• **Exercício 1**:
Responda com base na fonte:
(a) Em que data foi publicado o texto "Vender-se"?
(b) Segundo o texto, por que os velhos resolvem amadurecer?
(c) Quem escreve diz ter tentado voar como que ave?
• **Exercício 2**:
Traduza para o inglês esta frase da fonte: "Porém, talvez buscar profundidade nas coisas e não em meu interior, seja o meu erro."
• **Exercício 3**:
Retome em um parágrafo a reflexão sobre vender-se, começando logo após a última frase da fonte.

• **Fonte**:
....................
Mesmo te olho agora, Nice
Nos olhos de cada alma
Na boca de Mulher feita
O corpo de minha força, assim se deita
Cruzado como cruzei aquela rua
Em que vi teus olhos, dita feita
Venha comigo, cidade Nice
Tome comigo um café desta empreita
Cavaleiro das doze quadras
Cantar apartilhada


---
Todo o gênio morre na véspera.


sábado, 9 de março de 2019

Vender-se

"Algumas pessoas usam seus corpos e sua imagem, como pinturas ou performances (sejam íntimas ou públicas, pois hoje mesmo isto já está perdendo o sentido), ficam se enrolando àqueles que se acham muito espertos ou o são, realmente, por possuir por algum tempo a disposição destas pessoas. Porém, o comércio de si, este utilitarismo das existências, toda este troca-troca me parece uma perda de tempo... Realmente, perdi muitos dias de minha juventude buscando profundidade nas coisas, achei que este comércio de si fosse algo dos jovens, me enganei, os velhos também o fazem, porém, por falta de oportunidade, força física ou beleza, resolvem amadurecer. Talvez as crianças não o façam, mas, nelas tudo é tão espontâneo que talvez seja isto, tolhido por esta lógica comercial, logo não passe de uma simples memória estúpida, que é o que chamo a nostalgia sobre a própria vida.
Porém, talvez buscar profundidade nas coisas e não em meu interior, seja o meu erro. Ao menos, ainda me atormentará toda esta geração de vendidos, mesmo que eu ainda me venda, as vezes, por simples poder do hábito ou cansaço intelectual. Todos estes anos acumulados, com lágrimas falsas, sorrisos de fotografias, depressões por falta de sentido na vida, todo este mal-estar humano me causa tristeza, pois sou parte de toda esta decadência materialista e não existem mais ordens ideias no mundo que não te puxem ou pra baixo, em profanas neuroses, ou pra cima, em coletivismos que hora ou outra vão requirir a destruição do gênero humano.
Enfim, são só algumas palavras que anoto neste caderno, de alguém que tentou voar como gavião por cima das nuvens um pouco... Mas, não pôde, não é mais possível, a força não está em nós que nos possa levantar, assim como a profundidade das coisas, está nelas e não em nossos véus de atitudes, muitas delas simplesmente vendidas, entre gente que não gostamos e um ou dois amigos e amores.
....................
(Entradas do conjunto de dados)

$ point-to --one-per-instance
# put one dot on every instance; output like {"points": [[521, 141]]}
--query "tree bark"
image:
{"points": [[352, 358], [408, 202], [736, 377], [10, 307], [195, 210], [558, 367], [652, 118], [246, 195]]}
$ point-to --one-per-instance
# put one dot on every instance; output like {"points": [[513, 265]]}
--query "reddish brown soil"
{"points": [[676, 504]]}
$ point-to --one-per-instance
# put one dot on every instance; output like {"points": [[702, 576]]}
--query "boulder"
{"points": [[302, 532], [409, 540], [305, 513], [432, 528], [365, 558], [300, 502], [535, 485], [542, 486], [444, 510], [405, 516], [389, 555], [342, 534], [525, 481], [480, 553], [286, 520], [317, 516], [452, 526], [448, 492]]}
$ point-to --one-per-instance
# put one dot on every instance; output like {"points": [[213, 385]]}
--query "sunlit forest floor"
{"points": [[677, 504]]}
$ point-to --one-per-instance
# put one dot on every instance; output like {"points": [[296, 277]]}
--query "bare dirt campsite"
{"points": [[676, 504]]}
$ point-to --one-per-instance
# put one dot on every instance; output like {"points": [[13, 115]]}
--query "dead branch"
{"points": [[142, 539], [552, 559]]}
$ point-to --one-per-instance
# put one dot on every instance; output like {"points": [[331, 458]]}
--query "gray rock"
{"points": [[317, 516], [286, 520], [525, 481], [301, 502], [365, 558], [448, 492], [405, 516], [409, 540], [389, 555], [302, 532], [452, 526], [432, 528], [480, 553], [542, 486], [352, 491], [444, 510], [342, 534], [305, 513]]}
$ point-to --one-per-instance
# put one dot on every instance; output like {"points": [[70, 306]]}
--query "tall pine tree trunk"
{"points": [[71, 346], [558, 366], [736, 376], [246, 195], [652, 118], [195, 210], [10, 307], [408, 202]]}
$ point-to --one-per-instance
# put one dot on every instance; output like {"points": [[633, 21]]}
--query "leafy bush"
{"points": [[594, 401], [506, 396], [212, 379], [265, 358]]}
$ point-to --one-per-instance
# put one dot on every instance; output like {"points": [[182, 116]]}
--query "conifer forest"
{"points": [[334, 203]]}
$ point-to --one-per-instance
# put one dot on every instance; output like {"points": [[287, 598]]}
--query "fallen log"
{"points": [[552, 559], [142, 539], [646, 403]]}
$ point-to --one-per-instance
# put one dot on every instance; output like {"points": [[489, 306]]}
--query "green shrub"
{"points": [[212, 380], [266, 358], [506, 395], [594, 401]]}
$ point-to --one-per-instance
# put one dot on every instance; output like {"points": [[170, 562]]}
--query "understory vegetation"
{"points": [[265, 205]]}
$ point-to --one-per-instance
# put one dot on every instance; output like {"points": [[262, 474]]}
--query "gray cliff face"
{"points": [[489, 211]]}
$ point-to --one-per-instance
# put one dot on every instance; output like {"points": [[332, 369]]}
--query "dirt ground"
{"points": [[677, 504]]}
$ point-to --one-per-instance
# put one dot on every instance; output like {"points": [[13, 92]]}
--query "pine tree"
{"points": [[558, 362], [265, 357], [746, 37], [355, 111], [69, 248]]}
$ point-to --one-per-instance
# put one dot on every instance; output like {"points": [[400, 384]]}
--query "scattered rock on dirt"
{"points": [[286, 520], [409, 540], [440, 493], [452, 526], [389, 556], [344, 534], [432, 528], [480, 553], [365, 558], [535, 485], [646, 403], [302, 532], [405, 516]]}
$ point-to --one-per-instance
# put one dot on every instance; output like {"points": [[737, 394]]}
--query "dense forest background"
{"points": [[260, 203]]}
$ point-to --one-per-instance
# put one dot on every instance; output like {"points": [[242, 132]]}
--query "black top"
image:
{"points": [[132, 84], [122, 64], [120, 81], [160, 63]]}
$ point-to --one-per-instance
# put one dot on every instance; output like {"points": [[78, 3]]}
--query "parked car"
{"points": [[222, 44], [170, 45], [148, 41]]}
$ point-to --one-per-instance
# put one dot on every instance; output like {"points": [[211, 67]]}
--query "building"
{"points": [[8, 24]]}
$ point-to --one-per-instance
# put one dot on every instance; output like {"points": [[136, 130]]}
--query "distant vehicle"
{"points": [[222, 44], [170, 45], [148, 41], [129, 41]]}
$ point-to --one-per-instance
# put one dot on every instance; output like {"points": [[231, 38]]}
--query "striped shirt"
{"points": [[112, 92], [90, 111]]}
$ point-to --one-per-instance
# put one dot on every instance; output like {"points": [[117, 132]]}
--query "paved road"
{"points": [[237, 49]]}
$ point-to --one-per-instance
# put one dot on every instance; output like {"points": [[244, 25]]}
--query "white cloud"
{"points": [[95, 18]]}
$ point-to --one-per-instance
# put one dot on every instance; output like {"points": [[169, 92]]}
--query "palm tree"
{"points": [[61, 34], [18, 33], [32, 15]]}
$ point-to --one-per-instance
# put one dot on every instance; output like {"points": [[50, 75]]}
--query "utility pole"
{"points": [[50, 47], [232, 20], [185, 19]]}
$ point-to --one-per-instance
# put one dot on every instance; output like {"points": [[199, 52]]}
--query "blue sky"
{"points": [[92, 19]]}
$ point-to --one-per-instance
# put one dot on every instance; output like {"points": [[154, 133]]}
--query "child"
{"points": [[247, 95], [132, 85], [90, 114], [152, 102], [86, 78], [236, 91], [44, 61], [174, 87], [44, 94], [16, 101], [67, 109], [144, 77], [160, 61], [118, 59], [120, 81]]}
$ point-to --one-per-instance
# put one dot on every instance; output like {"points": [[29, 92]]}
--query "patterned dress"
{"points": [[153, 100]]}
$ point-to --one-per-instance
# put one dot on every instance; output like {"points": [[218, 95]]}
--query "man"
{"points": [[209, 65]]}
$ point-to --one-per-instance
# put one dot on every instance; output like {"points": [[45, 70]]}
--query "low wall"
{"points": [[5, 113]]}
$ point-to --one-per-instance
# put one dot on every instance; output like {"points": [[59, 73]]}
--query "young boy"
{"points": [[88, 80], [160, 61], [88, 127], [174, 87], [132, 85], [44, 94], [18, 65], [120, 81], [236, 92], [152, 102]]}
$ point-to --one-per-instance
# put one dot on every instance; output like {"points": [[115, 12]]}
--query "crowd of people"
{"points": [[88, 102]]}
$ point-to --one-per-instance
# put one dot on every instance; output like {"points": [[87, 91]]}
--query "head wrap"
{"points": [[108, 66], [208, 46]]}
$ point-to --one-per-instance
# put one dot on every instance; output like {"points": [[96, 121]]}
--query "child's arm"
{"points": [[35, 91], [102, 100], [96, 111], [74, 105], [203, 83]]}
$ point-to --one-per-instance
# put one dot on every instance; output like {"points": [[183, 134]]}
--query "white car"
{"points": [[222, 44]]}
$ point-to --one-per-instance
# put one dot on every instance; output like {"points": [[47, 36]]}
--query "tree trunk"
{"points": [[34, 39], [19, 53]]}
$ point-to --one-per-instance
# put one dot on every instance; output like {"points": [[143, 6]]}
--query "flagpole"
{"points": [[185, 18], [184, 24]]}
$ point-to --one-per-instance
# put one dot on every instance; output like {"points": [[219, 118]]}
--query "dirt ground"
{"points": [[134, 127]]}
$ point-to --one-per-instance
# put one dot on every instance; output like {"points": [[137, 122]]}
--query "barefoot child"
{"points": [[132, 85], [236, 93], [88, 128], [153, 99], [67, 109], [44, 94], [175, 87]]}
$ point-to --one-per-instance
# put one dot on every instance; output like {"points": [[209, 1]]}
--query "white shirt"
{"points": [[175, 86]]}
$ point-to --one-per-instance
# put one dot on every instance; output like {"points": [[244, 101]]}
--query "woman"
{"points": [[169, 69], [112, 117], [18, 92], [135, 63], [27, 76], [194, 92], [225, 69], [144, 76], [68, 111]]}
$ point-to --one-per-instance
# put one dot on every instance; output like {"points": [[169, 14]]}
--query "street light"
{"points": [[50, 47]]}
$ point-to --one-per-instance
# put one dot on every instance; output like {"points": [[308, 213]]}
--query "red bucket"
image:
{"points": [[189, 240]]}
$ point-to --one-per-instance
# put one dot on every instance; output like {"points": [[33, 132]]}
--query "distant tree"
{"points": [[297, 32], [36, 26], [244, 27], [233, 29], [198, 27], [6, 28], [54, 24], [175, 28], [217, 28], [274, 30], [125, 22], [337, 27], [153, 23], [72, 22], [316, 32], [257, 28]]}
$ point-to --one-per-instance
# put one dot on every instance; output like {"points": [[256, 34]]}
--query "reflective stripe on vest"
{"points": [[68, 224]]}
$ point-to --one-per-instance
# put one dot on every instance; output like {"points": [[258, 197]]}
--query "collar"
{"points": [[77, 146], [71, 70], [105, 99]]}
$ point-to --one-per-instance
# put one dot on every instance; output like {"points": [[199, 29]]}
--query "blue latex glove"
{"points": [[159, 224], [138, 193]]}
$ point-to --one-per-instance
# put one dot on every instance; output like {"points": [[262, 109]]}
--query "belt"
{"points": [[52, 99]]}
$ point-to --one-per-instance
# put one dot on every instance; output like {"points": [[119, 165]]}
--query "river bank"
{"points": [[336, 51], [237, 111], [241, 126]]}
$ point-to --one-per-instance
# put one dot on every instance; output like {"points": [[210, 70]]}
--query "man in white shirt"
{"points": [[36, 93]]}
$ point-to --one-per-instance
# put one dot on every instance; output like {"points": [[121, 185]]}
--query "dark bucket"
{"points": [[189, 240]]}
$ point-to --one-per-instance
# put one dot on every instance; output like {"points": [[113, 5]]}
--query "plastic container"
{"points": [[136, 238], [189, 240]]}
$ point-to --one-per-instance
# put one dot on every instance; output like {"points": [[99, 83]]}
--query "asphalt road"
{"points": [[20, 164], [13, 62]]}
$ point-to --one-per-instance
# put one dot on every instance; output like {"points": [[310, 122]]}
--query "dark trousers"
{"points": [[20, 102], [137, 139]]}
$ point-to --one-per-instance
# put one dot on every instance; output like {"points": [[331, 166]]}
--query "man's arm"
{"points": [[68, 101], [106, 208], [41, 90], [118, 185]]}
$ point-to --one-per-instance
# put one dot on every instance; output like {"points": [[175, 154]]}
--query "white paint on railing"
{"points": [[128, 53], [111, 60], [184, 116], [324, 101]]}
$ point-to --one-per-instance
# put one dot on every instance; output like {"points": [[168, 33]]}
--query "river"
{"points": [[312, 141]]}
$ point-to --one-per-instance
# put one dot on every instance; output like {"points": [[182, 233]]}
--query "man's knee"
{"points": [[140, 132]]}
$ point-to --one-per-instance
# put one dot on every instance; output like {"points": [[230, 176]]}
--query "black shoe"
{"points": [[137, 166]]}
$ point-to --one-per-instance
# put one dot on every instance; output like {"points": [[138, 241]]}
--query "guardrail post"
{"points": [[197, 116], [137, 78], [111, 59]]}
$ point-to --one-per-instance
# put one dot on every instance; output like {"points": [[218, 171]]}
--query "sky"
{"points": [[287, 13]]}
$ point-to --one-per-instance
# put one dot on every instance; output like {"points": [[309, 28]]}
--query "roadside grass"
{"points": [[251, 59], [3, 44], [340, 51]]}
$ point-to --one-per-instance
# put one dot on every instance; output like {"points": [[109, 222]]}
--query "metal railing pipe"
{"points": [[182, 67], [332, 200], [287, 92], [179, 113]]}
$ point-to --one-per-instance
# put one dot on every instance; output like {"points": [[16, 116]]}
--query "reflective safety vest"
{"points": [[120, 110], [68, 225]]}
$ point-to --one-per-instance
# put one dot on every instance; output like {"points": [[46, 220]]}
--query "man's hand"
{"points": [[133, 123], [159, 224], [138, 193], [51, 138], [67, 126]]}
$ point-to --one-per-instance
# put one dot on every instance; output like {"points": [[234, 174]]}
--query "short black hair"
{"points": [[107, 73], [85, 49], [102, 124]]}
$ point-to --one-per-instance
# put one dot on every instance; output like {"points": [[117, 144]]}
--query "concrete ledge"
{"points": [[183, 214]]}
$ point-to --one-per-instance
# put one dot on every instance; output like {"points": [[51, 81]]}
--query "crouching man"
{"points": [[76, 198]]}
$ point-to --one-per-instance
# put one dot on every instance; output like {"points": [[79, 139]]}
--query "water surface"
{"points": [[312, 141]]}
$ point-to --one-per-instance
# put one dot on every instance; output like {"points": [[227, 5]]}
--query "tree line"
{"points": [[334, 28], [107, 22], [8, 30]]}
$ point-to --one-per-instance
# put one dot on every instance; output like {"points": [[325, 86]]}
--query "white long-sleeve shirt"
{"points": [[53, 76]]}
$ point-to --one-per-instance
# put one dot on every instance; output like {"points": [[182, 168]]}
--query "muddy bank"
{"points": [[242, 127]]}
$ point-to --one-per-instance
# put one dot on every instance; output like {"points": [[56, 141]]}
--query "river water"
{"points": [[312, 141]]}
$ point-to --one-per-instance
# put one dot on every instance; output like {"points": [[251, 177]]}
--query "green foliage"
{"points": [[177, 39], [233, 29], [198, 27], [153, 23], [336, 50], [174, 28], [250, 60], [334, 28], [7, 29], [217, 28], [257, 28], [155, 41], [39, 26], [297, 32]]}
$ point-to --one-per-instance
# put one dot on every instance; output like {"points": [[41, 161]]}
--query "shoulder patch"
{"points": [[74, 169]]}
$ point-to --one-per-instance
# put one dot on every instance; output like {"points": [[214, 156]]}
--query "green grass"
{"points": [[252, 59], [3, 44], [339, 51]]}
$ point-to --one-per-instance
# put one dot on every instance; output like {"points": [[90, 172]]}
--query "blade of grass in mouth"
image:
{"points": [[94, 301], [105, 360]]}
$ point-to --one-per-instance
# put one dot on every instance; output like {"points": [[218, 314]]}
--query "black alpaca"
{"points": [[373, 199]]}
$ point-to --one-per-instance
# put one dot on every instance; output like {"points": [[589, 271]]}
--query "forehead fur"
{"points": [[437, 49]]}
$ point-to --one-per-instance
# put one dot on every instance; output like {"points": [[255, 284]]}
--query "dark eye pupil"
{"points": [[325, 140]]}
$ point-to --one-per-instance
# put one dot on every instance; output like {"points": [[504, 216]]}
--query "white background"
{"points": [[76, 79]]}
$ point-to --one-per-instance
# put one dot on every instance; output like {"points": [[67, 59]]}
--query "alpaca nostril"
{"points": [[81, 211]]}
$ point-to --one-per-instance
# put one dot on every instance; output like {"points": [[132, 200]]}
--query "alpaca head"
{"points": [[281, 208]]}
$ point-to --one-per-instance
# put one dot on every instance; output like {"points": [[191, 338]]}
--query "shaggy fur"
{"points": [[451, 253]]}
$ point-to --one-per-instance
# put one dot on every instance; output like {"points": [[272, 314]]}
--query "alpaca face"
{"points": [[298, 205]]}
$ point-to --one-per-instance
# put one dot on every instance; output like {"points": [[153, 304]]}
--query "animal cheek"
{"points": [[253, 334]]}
....................
• **Resultado final 1**:
(a) Sábado, 9 de março de 2019.
(b) Por falta de oportunidade, força física ou beleza.
(c) Como gavião.

• **Resultado final 2**:
However, perhaps seeking depth in things and not within myself is my mistake.

• **Resultado final 3**:
Que se vendam, que se amadureça por falta de capacidade, que sejam tomados por este mal-estar de 2019, ainda buscarei algum pouco água ao que possa mergulhar, mesmo em um oceano que, no fim, eu demonstre ser apenas uma poça. Já não se pode deixar-se ferir e não acreditar em si mesmo pelas práticas dos outros, deixe-os livres e fale, não se cale, não deixe de demonstrar em suas faces que tudo tem seu grau de falsidade, mesmo que demorem as máscaras para cair, mesmo que você morra sozinho, ainda estas palavras serão lidas, machucará este hedonismo e talvez lhe dê até um prazer, se fizer errado, mas, se fizer certo, você mostrará a este mundo de comércio de consciências um sorriso estranho... O sorriso de ser livre, ser real, limitado e improvável, que alguém sobreviva, mesmo que por apenas 27 anos, a todo este mal-estar venenoso e comerciável."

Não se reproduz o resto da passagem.